SOURCE MATERIAL:
== Segment start ==
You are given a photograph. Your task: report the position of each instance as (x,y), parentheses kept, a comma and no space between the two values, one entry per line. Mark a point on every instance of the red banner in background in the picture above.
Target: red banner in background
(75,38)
== Segment end ==
== Segment start ==
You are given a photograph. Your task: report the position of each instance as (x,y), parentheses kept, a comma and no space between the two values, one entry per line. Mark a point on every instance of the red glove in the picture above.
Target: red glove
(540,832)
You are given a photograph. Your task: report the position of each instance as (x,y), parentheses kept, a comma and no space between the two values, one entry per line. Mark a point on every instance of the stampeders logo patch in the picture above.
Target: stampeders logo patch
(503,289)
== Segment end ==
== Segment start ==
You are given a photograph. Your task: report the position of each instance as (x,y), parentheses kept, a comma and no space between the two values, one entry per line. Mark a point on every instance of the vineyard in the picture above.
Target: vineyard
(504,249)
== Segment end ==
PROBLEM TO SOLVE: If a line in the data above holds the string "report", copy it.

EXERCISE RESPONSE:
You are given a photograph. Your task: report the position of each instance as (x,y), parentheses kept, a comma and no space between the two values, one entry per line. Mark a point on every instance of the red banner in background in the picture above.
You are given a photograph. Your task: report the position of each instance as (x,y), parentheses kept, a comma and no space between the two values, one entry per line. Mark a point on every instance of the red glove in the picture above.
You are given a photograph. Your task: report the position of each instance as (x,y), parentheses kept, a comma and no space between the two values, one entry per line. Mark a point on every instance of the stampeders logo patch in the picture above.
You are given a photograph. Your task: report the position of each instance as (x,y), parentheses kept, a comma and no space between the two values, one entry per line. Mark a point on every instance of the vineyard in the picture above.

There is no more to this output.